» **Assignment**:
Every line below that contains the word "coordinates" must be copied.

» **Given records**:
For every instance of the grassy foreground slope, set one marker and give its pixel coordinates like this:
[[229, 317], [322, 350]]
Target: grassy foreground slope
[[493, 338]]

* * *

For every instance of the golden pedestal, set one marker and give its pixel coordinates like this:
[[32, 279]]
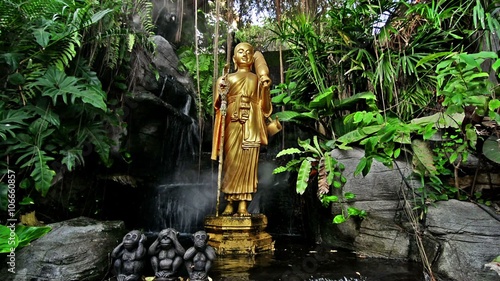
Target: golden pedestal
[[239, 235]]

» **Result of the exercise**:
For every instance of the grassy foreground slope, set one marker and give its pixel coordinates like this:
For every instance of the golden pedestal, set one marker and give its pixel coordinates like this:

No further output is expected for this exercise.